Region pointing data:
▬▬▬▬▬▬▬▬▬▬

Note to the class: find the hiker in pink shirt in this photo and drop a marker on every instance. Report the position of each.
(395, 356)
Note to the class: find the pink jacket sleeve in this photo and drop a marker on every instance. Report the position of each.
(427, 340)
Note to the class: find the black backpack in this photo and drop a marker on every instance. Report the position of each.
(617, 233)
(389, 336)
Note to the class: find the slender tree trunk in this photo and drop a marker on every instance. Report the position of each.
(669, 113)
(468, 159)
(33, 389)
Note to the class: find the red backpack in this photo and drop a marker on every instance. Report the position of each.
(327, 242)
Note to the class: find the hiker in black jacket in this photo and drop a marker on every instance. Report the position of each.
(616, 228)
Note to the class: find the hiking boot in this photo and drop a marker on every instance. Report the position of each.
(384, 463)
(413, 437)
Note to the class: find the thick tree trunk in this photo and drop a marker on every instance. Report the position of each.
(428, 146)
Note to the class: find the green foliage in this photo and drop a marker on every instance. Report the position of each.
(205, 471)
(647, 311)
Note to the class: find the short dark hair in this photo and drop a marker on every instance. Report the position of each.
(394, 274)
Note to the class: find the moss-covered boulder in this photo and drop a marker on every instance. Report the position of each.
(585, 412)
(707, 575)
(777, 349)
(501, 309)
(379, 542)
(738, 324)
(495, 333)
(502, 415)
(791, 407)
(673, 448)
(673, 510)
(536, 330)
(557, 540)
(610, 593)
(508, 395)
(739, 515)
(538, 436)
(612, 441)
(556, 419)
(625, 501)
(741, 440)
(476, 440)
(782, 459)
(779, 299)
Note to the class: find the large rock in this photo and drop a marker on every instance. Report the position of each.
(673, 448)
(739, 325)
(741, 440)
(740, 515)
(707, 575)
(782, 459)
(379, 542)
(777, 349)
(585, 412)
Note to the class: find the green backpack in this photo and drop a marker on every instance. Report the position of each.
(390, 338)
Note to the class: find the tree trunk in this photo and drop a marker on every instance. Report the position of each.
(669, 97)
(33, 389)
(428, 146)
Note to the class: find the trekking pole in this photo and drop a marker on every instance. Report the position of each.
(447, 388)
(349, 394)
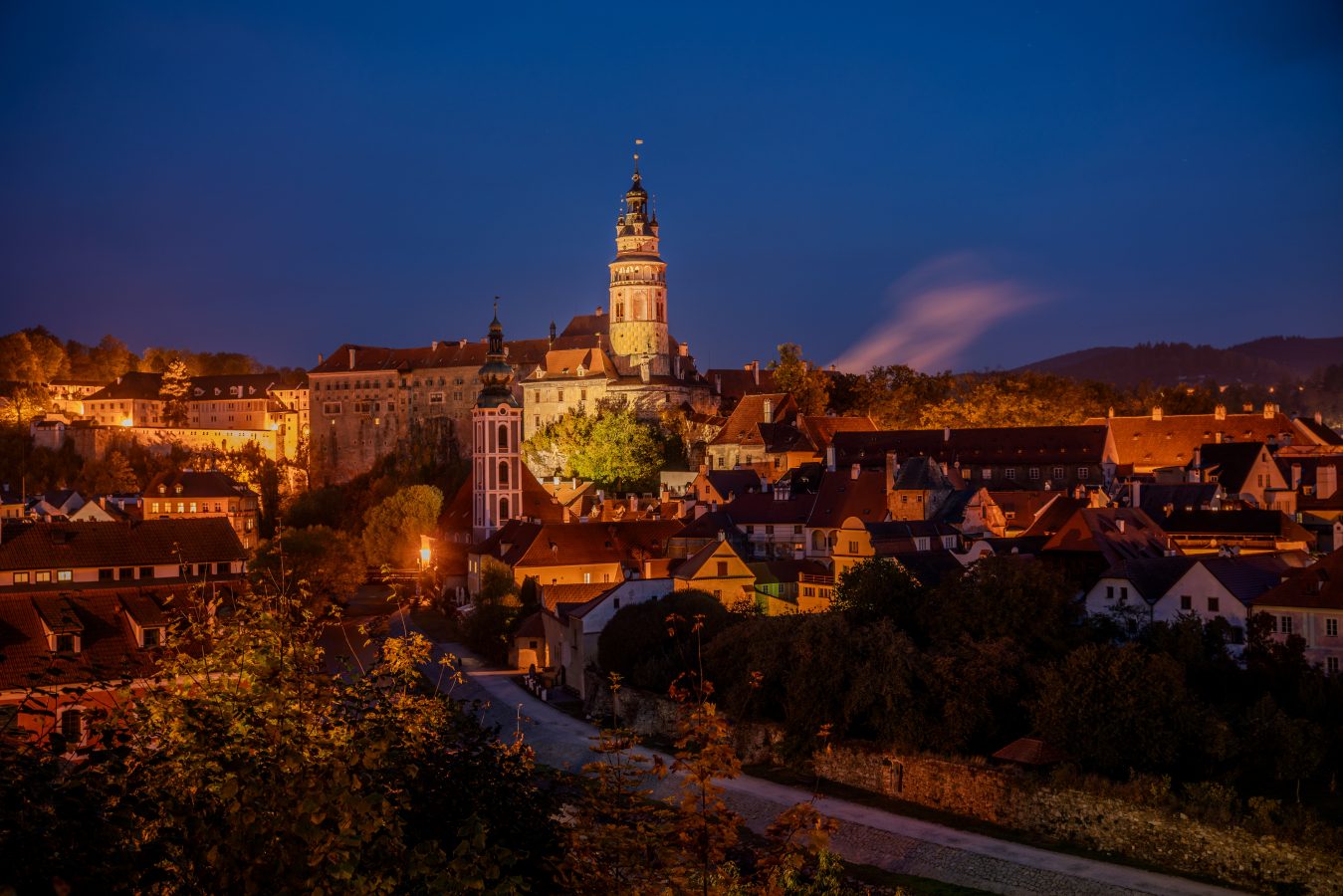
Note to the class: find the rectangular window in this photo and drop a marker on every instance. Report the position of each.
(72, 726)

▬▬▬▬▬▬▬▬▬▬

* _TASK ITEM_
Produce the entries again, word for word, without any of their pictures.

* _COMPLETED EXERCISE_
Note to the class: find the hiker in pink shirt in this photo and drop a marker on every instance. Report the position of each.
(395, 356)
Note to the class: find the pink jacket sleeve in this photo and drop a marker on every instance. Report the position of each.
(427, 340)
Note to the class: find the black backpack in this photo and drop a marker on every instance. Report the position of each.
(617, 233)
(389, 336)
Note to the class: find the slender tree trunk in this photo and drop a marker on every instance. Report the position of each.
(669, 113)
(468, 159)
(33, 389)
Note to the class: find the red backpack in this photo and drop a marker on every instance. Report the position of each.
(327, 242)
Note to the class: find the hiker in black jacket in this photo and drop a marker on every instance. Report the position of each.
(616, 228)
Note to the class: find the hiking boot in this photo and drop a marker on every instance. Report the position of each.
(384, 463)
(413, 437)
Note to the class: find the thick tree trunk in this photo and drop a marker on every instance. Report the position of each.
(428, 146)
Note to the class: find the green foliage in this photo and drop a marker on every instance. Report the position of each.
(205, 471)
(647, 311)
Note to the class: find the short dark hair in this photo and drop a marker on every instance. Report the position of each.
(394, 274)
Note to the class: find the moss-covered boulder in this photo and drop a marker on every instance. Report the position of each.
(585, 412)
(707, 575)
(777, 349)
(501, 309)
(379, 542)
(738, 324)
(495, 333)
(502, 415)
(791, 407)
(673, 448)
(673, 510)
(536, 330)
(557, 540)
(610, 593)
(508, 395)
(739, 515)
(538, 436)
(612, 441)
(556, 419)
(625, 501)
(741, 440)
(476, 440)
(782, 459)
(779, 299)
Note to the class: find the large rock in this photo and drop a marker on every instance. Report the position of each.
(673, 448)
(739, 325)
(741, 440)
(740, 515)
(707, 575)
(782, 459)
(379, 542)
(777, 349)
(585, 412)
Note to the class: find the green backpack in this photo and drop a marker on every instance. Report the position of each.
(390, 338)
Note to the class: find the tree trunk in this photo and drop a marker on every instance. Report the position of each.
(669, 97)
(33, 389)
(428, 146)
Note to the class: find the trekking pole in this photo and drop a marker on every instance. Report the position of each.
(447, 388)
(349, 394)
Note to the class: find the rectangular window in this photo and drop a marker on every instance. Report the position of each.
(72, 726)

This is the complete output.